EXTRACT TO READ

═══

# Alpha Diversity Analysis

We will first test for associations between our categorical metadata columns and alpha diversity. Alpha diversity asks about the distribution of features within each sample, and once calculated for all samples can be used to test whether the per‐sample diversity differs across different conditions (e.g., samples obtained at different ages). The comparison makes no assumptions about the features that are shared between samples; two samples can have the same alpha diversity and not share any features.

## Import Libraries

In [50]:
import os
import pandas as pd
import qiime2 as q2
from qiime2 import Visualization
import numpy as np

%matplotlib inline

In [2]:
data_dir = 'data'
data_dir_phyl = 'data/phylogeny'
data_dir_div = 'data/alpha_diversity'

## Alpha Rarefaction

To perform rarefaction, we first need to decide which sampling depth is best suited for our dataset. For this, we will analyse how sampling depth impacts within-sample diversity estimates (= alpha diversity) with the alpha-rarefaction action. This action generates interactive alpha rarefaction curves for sequencing depths between min_depth and max_depth and computes 10 (default) rarefied tables with corresponding alpha diversity metrics at each sampling depth step.

═══

STORED DATA
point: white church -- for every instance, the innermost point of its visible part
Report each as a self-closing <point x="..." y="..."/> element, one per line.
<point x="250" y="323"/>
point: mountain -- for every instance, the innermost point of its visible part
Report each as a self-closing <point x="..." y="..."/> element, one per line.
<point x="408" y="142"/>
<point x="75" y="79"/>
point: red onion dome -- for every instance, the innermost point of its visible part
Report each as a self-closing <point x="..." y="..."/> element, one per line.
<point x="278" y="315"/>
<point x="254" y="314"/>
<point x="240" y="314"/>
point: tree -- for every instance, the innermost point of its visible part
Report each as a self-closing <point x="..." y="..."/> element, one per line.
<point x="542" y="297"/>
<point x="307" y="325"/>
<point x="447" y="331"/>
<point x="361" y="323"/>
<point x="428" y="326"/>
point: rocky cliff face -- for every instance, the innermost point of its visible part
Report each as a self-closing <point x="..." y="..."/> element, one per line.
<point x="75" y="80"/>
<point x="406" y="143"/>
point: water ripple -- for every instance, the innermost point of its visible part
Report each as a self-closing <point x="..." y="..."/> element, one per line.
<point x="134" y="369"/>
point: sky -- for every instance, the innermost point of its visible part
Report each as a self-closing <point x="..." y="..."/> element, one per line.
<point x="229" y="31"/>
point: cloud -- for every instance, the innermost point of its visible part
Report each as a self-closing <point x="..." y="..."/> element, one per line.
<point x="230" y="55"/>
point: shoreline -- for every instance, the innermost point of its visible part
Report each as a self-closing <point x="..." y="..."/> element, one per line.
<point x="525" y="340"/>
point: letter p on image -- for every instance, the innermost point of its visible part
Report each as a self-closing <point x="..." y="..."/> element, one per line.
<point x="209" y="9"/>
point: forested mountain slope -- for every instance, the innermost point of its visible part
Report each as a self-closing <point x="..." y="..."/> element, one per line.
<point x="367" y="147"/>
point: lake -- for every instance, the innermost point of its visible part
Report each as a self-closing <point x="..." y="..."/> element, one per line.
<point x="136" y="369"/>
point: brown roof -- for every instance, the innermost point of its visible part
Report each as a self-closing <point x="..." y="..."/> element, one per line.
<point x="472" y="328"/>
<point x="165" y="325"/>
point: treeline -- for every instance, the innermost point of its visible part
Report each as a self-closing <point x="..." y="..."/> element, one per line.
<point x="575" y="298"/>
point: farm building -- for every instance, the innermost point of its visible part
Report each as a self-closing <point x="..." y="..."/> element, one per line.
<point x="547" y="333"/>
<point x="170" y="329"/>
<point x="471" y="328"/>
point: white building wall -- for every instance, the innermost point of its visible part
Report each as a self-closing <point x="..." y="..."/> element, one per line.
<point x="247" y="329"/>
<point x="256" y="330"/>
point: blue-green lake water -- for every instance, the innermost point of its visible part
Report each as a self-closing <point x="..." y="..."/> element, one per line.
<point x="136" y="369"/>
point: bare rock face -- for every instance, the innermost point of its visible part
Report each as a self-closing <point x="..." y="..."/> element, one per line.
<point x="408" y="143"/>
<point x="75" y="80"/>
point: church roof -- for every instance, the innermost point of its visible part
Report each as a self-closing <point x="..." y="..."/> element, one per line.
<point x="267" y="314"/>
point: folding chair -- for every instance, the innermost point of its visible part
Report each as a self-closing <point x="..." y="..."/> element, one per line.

═══

WORK ORDER 1
In the alpha diversity page, how many rarefied tables does the alpha-rarefaction action compute by default at each sampling depth step?
WORK ORDER 2
In the alpha diversity page, can you repeat everything from "We will first" down to "share any features.", substituting "taxa" for "features"?

TASK RESPONSE 1
10

TASK RESPONSE 2
We will first test for associations between our categorical metadata columns and alpha diversity. Alpha diversity asks about the distribution of taxa within each sample, and once calculated for all samples can be used to test whether the per‐sample diversity differs across different conditions (e.g., samples obtained at different ages). The comparison makes no assumptions about the taxa that are shared between samples; two samples can have the same alpha diversity and not share any taxa.